Data excerpts on object pointing:
━━━━━━━━
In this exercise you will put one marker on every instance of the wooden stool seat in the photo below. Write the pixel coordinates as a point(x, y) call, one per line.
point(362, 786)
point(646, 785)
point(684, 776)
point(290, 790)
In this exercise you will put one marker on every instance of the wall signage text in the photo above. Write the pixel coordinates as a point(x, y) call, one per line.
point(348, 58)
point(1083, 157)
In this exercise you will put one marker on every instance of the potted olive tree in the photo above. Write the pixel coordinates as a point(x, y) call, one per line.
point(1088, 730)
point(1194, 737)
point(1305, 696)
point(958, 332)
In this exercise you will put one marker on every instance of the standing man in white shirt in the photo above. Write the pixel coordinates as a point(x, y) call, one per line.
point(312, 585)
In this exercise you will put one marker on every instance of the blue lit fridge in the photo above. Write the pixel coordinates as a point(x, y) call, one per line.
━━━━━━━━
The request
Copy out everything from the line containing "of the potted" down to the end of the data, requests included. Multiply each coordinate in the answers by 1.1 and round to whole numbers, rounding halves up.

Solution to the problem
In this exercise you will put one marker on every instance of the potted olive tree in the photo above. Write the pixel coordinates as a point(x, y) call, one per line.
point(1197, 803)
point(1313, 811)
point(1436, 766)
point(1054, 365)
In this exercise you will put one marker on every instance of the standing man in white shirt in the photo above. Write the pixel coordinates as a point(x, y) call, one per line.
point(343, 644)
In this exercise you will put one marker on every instance of the blue lit fridge in the photo above. Write the pixel coordinates as a point(x, y) call, one per line.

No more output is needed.